*** AVAILABLE DATA
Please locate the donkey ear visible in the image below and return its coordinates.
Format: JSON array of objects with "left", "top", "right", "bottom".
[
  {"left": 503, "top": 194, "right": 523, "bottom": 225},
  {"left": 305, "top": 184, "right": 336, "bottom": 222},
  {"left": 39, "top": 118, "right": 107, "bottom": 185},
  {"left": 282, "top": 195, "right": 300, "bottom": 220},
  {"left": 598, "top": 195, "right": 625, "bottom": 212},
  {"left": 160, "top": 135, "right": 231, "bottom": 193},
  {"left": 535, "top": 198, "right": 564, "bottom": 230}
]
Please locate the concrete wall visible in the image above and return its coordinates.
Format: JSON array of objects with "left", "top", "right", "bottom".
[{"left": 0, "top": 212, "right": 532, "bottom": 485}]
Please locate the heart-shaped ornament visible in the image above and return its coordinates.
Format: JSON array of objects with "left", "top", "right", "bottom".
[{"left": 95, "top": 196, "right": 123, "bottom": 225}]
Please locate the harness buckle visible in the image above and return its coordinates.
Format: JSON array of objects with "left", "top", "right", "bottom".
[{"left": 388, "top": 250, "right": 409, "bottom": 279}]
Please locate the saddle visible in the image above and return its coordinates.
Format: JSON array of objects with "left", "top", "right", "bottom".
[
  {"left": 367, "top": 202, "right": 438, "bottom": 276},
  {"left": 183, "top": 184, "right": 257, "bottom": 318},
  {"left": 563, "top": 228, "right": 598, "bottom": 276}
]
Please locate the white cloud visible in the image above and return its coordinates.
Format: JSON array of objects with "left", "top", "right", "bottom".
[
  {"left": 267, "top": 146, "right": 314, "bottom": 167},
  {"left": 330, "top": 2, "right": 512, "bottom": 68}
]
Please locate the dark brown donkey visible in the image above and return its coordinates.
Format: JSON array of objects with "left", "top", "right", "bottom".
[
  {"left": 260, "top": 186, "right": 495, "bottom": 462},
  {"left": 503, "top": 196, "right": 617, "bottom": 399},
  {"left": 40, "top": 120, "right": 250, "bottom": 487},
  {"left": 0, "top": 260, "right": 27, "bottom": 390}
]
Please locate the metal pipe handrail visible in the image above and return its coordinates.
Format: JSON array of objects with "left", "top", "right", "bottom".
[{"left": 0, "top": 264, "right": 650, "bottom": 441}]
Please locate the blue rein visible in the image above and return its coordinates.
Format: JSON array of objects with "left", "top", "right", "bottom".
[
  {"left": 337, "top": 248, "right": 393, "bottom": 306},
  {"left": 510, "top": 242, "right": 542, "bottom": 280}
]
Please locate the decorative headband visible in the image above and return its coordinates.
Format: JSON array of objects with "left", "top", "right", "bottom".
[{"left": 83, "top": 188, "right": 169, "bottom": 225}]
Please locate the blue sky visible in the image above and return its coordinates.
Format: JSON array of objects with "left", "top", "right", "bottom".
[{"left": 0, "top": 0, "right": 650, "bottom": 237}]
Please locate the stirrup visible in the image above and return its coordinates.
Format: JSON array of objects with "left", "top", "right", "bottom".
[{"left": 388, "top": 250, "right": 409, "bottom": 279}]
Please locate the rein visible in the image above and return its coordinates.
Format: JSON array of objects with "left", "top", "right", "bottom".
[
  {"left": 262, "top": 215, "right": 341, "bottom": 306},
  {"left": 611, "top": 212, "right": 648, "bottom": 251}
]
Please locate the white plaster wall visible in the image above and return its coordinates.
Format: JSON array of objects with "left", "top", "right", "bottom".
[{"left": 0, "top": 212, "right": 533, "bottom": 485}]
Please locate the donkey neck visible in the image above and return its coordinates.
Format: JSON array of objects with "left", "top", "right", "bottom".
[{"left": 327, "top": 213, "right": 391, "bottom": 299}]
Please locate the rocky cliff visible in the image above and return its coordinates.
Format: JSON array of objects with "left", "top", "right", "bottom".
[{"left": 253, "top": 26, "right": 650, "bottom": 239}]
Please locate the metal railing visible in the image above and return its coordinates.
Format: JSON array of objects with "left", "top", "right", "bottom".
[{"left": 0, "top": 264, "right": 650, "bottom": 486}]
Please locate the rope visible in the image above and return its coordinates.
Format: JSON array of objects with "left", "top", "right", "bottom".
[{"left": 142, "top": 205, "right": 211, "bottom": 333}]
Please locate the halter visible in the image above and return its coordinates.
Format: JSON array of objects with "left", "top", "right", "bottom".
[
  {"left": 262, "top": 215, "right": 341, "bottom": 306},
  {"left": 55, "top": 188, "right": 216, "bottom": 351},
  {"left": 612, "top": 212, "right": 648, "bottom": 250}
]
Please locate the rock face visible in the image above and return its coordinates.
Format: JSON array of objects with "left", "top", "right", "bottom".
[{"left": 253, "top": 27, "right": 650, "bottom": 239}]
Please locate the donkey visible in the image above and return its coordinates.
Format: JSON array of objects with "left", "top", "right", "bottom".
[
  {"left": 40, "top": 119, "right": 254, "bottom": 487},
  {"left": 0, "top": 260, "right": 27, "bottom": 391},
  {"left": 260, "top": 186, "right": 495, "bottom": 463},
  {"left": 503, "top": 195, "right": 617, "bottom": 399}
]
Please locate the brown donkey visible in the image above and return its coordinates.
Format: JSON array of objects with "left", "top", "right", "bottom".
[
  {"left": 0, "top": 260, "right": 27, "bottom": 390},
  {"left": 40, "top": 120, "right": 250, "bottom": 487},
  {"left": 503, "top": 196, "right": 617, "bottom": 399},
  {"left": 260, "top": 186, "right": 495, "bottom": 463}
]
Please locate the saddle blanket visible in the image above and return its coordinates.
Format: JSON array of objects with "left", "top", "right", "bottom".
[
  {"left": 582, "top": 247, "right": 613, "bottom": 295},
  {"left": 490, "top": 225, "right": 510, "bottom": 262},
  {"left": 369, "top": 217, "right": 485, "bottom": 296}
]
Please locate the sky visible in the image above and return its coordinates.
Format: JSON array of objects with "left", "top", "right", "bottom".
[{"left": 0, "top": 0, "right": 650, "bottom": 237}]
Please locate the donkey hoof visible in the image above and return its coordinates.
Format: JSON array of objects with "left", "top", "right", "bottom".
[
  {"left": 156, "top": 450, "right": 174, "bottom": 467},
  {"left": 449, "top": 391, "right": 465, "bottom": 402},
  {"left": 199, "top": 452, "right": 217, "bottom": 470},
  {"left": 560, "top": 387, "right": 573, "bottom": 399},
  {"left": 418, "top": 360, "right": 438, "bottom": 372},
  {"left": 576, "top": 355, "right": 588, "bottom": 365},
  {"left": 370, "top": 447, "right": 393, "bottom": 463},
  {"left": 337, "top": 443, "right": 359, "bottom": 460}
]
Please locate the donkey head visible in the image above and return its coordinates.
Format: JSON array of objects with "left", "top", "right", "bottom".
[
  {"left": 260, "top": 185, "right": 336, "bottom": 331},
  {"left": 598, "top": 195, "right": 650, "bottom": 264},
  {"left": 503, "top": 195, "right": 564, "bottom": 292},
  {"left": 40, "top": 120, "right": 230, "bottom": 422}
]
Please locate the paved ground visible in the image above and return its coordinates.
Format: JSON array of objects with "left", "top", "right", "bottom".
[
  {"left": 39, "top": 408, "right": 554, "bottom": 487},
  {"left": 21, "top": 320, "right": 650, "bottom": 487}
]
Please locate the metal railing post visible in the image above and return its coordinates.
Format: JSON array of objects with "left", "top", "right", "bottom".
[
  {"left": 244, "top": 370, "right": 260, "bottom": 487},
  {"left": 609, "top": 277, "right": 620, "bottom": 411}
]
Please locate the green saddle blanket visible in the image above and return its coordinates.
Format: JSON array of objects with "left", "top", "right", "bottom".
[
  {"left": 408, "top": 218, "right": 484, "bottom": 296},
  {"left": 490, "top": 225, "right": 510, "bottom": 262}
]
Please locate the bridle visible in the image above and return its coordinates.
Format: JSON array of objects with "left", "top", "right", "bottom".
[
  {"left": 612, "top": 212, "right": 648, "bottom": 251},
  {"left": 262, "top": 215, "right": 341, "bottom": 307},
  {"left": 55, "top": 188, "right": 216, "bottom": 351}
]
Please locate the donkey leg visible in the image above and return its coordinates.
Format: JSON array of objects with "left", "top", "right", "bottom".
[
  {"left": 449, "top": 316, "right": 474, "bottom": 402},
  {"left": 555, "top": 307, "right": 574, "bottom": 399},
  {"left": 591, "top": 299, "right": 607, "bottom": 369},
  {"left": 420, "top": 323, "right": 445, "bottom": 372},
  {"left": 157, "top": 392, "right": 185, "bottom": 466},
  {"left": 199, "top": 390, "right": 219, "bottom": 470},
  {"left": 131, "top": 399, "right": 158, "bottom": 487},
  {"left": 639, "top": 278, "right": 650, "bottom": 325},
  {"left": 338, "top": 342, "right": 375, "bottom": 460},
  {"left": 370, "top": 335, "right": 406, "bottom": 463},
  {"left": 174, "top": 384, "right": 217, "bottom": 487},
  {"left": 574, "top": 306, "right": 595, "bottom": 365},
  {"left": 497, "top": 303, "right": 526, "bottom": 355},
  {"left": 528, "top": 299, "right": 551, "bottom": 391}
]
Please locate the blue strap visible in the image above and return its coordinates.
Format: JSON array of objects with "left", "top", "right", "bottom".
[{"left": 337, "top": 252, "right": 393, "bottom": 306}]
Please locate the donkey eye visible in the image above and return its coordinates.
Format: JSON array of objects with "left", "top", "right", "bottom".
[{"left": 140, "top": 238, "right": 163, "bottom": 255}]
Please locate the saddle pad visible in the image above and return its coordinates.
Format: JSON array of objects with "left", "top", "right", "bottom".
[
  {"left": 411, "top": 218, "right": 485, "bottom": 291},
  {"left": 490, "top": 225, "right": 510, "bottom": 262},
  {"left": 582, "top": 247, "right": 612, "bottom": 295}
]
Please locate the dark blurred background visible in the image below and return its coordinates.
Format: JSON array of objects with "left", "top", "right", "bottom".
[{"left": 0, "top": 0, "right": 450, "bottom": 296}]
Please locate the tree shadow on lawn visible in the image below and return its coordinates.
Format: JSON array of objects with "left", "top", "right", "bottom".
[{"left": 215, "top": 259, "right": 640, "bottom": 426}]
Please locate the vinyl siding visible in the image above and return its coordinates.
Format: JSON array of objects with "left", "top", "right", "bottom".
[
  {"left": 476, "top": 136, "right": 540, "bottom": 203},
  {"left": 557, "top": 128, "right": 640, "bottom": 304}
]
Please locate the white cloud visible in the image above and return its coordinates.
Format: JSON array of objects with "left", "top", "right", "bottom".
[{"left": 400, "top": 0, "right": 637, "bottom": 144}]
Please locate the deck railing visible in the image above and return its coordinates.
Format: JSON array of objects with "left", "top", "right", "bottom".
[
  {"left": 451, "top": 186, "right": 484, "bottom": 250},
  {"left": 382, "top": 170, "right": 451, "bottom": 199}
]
******
— EXERCISE TASK —
Pull out every line from the rows above that contains the string "wall". Case counts.

— WRITTEN ANSWER —
Please locate the concrete wall visible in the image above and return its coordinates.
Please locate the white plaster wall visible in the image above and return its coordinates.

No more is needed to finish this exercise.